ARBEITSAUFTRAG
Kopiere den Zeitungstext über Klatovy vollständig und unverändert.

LESETEXT

■ Deutsch-tschechisches Wischiwaschi erregt die Gemüter: Oleander, Lavendel, Jasmin
Klatovy (taz) – Einem Biwak französischer Soldaten zu Beginn des vergangenen Jahrhunderts verdankt die westböhmische Stadt Klatovy ihren Ruf als Nelkenstadt. Während der Napoleonischen Kriege brachten Kürassiere aus Nancy Blumensamen als heimatlichen Glücksbringer mit an den Rand des Böhmerwalds. Alljährlich im Juli präsentieren Gärtner im Botanischen Garten ihre Neuzüchtungen und verwandeln die Stadt in ein Blütenmeer und die Luft in Nelkennebel.
Nach Lavendel, Oleander und Jasmin riecht es in Klatovy aber neuerdings das ganze Jahr. Im Zentrum eröffnete die Großwäscherei Skot, der die örtliche Maschinenbau- und Holzverarbeitungsindustrie hin und wieder Aufträge bescherte. Richtig zu tun hat Skot jedoch, seit die deutsche Hotellerie Tschechien als Billigwaschland entdeckt hat. Zwei Tonnen deutschen Schmutzgewebes drehen sich jetzt täglich in den Trommeln, der Platz für böhmische Baumwolle wird allmählich knapp.

EINTRÄGE IM DATENSATZ
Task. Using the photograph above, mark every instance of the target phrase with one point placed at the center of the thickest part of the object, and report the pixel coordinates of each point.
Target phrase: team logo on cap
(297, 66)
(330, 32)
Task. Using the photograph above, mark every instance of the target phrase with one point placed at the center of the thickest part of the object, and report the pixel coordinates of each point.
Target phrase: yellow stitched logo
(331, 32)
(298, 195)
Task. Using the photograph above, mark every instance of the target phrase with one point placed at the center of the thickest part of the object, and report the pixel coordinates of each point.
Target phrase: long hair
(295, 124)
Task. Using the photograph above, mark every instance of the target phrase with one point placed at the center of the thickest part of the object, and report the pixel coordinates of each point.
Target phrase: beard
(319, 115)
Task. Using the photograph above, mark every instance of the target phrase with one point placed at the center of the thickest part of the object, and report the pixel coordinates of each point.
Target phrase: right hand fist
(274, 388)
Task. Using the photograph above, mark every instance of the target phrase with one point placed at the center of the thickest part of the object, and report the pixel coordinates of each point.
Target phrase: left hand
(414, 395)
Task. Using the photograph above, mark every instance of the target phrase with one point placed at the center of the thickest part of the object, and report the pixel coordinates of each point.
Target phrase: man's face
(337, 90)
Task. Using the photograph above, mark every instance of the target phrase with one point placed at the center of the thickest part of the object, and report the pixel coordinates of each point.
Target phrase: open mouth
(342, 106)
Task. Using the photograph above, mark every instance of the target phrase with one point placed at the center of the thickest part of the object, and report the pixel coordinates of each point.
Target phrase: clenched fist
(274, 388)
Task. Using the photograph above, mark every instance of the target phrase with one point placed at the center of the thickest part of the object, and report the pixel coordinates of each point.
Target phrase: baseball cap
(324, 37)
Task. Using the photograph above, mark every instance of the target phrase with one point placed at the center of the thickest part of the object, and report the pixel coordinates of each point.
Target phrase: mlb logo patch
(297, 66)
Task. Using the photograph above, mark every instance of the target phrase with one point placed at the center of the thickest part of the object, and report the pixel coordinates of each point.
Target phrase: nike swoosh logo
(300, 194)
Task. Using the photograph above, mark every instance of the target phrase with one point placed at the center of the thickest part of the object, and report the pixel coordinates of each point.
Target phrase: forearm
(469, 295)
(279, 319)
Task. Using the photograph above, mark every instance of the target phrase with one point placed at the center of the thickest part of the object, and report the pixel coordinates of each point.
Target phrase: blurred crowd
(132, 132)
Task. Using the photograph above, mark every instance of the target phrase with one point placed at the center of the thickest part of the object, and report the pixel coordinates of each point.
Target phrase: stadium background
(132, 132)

LÖSUNG
■ Deutsch-tschechisches Wischiwaschi erregt die Gemüter: Oleander, Lavendel, Jasmin
Klatovy (taz) – Einem Biwak französischer Soldaten zu Beginn des vergangenen Jahrhunderts verdankt die westböhmische Stadt Klatovy ihren Ruf als Nelkenstadt. Während der Napoleonischen Kriege brachten Kürassiere aus Nancy Blumensamen als heimatlichen Glücksbringer mit an den Rand des Böhmerwalds. Alljährlich im Juli präsentieren Gärtner im Botanischen Garten ihre Neuzüchtungen und verwandeln die Stadt in ein Blütenmeer und die Luft in Nelkennebel.
Nach Lavendel, Oleander und Jasmin riecht es in Klatovy aber neuerdings das ganze Jahr. Im Zentrum eröffnete die Großwäscherei Skot, der die örtliche Maschinenbau- und Holzverarbeitungsindustrie hin und wieder Aufträge bescherte. Richtig zu tun hat Skot jedoch, seit die deutsche Hotellerie Tschechien als Billigwaschland entdeckt hat. Zwei Tonnen deutschen Schmutzgewebes drehen sich jetzt täglich in den Trommeln, der Platz für böhmische Baumwolle wird allmählich knapp.